Instructions
(A) In the guest post about occupational therapy in Guatemala, at what time does the school day end in Santa Maria de Jesus?
(B) Continue the guest post about occupational therapy in Guatemala, starting right after its last sentence.

Source passage
*** Begin section ***

Guest Post by Jean Wetherilt
In occupational therapy we often refer to the adaptive response, described as the interaction between an individual and the environment in which the individual meets the demands of the task. The “Adaptive response” took on new meaning both personally and professionally as I walked the cobblestone streets of Antigua and Santa Maria de Jesus, Guatemala. I learned from the wonderful people in those communities including the children and families, the staff and volunteers of New Life School and the best teacher and translator ever, Megan Lewis!
Experiencing the daily life of Guatemalan children gave me a different perspective of pediatric occupational therapy. Many years of working with children have been focused on my Americanized views of the occupations of children: to develop independence, to learn through play and an education, and to be social beings. In Guatemala, where living conditions are significantly different than in the U.S., these occupations are similar but also uniquely different. For example, play looks different. In the market, I watched siblings wrestle behind their mama’s table, while another little girl gathered up her pile of plastic spoons to pretend to sell them, using what she saw her mother do daily as a model of this play task. In the therapy room at New Life School, I watched a boy build his version of Antigua, a nearby town that he has heard of but may never visit, with wooden blocks. On rooftops little girls played house as they did the real household chores of hanging laundry on lines with their stuffed bunny wrapped on their back like their mothers care for their babies.
In Santa Maria de Jesus, the school day ends at noon because children are needed at home, in the fields and in the market to help their families make money and survive. The family unit is the priority in this culture, different from the U.S., which means children and adults collaborate together to ensure survival. Unfortunately, the important daily activities rarely include play like we may expect it to look here in the U.S. I saw situations children needing to grow up fast in order to take care of their siblings at a young age, do all household chores, and manage adult activities and responsibilities. Most of the children we worked with have not had a chance to have a carefree childhood that we, in the US, might hope for all children. One night while walking through a market I saw a toddler of about 2 years of age, propped against a fence asleep while his mom sold her wares. Some extremely unfortunate and dire situations lead to children being taught to not only beg but also steal from tourists.

*** End section ***

Data below
*** Begin section ***

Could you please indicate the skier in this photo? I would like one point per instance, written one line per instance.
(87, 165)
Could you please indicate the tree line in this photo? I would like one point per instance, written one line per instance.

*** End section ***

Numbered responses
(A) At noon.

(B)
In order to be culturally relative, Megan’s school-based and community-based occupational therapy services have had to adapt. Activity analysis is something occupational therapists use to determine the developmental milestones and necessary skills needed for a child’s daily life and occupations. In this culture the therapist’s mindset is focused on examining tool use in their homes and fields, household tasks including gathering water and food, sweeping the dirt floor, learning to tie knots in rope to go around bundles of wood, carrying large baskets to the market and taking care of younger siblings. Education becomes a second priority and seen as a luxury when survival is on the mind of children and parents. Learning to read and being educated is slowly becoming a cultural value and occupation of children. One of my favorite memories from my trip was watching 3 children in a social skills group learn to jump rope together! It was sweet because none of them have had the fun opportunity to play in such a way, a new occupation for sure!
On these cobblestone streets, the reality for children is harsh, the demands of the tasks they perform every day are great but the children are adapting, learning, and growing! GOT ministries is adapting as well, continuing to be intentional regarding cultural expectations and determining best practice for serving and investing in the children and families they serve. Please pray for the therapists, the staff, occupational therapy interns and most of all the children. May they learn the steadfast love of a heavenly Father who created us all to work, play and love one another.